◆ **What the task requires**
Answer these questions from the article on chef Donny Sirisavath:
(a) Between what ages did Sirisavath absorb old-school culinary techniques?
(b) How did Bon Appetit rank Khao Noodle Shop in 2019?
(c) How do customers share their compliments with the chef?

::: Given text :::

Photography by Kathy Tran

Donny Sirisavath learned how to cook in a mom-and-pop restaurant, savoring techniques passed on from his mom, dad, aunts, uncles and grandmas.

From the age of 9 to 21, Sirisavath absorbed old-school culinary techniques like cooking from scratch, a pinch of this and that, and using your hands for measurements.

“A lot of stuff I learned was more or less just Laotian, which was at home,” Sirisavath says. “My teaching was really in the restaurant with my mom, so everything I learned as far as technique and flavor profile was through my upbringing and my childhood.”

Chef Sirisavath owns Khao Noodle Shop, an East Dallas restaurant, which has caught national attention after being named Bon Appetit’s No. 2 best new restaurant in America in 2019. In May, Sirisavath was named one of Food and Wine’s top 10 chefs.

Sirisavath says he builds a palette profile for dishes with ingredients, but his recipes come primarily from instinct, smell, taste and texture.

“You really get a sense of what you put into a dish because it’s soulful. You understand every single ingredient that goes into it,” Sirisavath says. “I come up with dishes, as well as replicate a lot of dishes my mom made because she never wrote anything down.”

Khao Noodle Shop is about a memorable experience. The food becomes a conversational piece, which is why COVID-19 has been especially tough for the restaurant.

As part of Lao culture, customers share their compliments with the chef by stacking bowls once they’re done eating each entrée.

::: Entries provided :::

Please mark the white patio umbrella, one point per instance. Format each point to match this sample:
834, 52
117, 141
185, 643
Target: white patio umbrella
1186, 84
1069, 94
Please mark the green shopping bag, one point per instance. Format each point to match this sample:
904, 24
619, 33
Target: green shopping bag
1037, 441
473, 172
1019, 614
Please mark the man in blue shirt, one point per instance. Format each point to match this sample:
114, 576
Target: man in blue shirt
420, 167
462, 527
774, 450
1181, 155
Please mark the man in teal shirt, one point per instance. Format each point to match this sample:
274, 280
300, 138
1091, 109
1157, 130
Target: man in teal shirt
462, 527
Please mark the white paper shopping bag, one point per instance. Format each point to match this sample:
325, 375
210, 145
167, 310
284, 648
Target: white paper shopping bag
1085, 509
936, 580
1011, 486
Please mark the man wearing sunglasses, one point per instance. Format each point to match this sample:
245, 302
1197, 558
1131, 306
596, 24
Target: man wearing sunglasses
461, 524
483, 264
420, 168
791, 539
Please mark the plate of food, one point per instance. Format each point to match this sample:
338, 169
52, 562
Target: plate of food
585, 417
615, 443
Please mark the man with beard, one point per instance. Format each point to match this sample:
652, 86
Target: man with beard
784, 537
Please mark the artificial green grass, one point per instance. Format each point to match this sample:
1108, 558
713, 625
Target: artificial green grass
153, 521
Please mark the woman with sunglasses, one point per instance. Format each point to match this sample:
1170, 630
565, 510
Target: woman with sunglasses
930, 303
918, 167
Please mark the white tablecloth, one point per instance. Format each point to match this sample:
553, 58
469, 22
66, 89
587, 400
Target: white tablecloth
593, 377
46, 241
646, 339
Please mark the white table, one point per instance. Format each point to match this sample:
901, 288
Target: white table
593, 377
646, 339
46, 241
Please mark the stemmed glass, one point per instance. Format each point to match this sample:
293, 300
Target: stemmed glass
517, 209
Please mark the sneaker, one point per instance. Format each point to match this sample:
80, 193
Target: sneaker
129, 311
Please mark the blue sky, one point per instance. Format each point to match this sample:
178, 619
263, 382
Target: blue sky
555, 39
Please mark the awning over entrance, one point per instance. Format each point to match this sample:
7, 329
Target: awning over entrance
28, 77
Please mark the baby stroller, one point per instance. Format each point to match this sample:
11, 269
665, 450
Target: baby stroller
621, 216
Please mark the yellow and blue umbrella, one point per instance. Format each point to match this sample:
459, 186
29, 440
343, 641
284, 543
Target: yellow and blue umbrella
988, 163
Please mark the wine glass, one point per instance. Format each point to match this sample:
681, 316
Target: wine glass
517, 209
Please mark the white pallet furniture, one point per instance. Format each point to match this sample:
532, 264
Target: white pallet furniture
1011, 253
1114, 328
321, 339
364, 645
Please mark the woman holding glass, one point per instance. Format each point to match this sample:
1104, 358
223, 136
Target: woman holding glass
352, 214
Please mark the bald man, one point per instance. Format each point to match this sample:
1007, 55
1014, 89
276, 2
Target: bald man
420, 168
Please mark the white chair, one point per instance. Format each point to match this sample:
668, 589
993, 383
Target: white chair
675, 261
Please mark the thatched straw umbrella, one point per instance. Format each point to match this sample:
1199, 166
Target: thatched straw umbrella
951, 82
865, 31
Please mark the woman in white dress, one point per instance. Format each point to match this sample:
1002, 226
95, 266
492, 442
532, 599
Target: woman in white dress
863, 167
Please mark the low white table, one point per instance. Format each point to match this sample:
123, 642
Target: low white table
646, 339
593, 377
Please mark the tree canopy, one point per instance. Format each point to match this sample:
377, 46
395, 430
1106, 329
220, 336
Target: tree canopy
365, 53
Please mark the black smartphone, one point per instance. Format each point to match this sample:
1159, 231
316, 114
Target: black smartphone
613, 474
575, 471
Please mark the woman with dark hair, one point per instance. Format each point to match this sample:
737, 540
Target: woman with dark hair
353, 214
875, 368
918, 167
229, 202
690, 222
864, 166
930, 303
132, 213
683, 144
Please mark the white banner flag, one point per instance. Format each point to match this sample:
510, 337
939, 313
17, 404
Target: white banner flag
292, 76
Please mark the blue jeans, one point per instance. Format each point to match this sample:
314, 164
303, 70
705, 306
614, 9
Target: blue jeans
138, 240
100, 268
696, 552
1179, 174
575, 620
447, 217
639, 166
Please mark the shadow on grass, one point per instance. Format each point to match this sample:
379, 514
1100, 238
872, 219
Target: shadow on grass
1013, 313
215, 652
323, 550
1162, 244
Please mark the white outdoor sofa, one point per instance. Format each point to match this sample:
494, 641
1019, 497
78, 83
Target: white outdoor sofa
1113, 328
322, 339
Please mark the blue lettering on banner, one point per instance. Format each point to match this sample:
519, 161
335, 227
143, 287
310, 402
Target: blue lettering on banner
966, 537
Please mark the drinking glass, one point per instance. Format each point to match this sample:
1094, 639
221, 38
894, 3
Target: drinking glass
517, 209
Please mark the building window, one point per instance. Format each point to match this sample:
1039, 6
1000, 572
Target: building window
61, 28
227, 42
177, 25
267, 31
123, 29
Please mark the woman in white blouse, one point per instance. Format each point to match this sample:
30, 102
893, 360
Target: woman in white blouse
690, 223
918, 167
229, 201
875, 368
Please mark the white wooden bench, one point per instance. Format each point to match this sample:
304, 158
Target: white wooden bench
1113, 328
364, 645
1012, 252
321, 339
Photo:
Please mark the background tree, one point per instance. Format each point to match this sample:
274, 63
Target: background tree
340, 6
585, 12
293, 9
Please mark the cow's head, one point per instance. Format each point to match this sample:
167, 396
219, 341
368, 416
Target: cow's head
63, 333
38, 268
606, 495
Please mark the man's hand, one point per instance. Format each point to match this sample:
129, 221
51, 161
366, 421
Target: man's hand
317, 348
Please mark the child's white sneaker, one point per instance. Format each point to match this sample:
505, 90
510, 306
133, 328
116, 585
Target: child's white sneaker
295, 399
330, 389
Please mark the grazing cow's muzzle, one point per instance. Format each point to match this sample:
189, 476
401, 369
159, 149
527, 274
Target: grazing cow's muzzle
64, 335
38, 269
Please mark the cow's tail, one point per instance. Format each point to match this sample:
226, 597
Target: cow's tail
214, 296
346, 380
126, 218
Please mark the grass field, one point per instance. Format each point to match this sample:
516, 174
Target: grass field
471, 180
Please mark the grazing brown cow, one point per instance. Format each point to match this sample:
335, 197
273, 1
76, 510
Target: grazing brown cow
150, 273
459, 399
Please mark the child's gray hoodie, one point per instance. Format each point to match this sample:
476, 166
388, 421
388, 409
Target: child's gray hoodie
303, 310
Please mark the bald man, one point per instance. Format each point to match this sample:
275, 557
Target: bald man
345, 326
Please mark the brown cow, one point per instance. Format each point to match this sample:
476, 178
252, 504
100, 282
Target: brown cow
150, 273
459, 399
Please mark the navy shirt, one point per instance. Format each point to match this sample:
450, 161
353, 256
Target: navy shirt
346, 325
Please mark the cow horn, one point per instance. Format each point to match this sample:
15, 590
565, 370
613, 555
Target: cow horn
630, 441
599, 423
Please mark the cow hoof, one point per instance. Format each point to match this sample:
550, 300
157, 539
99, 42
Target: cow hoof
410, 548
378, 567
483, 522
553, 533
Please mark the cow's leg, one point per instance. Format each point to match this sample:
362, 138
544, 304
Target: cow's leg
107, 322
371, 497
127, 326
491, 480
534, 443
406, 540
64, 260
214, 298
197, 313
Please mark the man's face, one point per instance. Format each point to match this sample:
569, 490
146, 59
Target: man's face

:::

◆ **Result**
(a) From 9 to 21.
(b) As the No. 2 best new restaurant in America.
(c) By stacking bowls once they're done eating each entrée.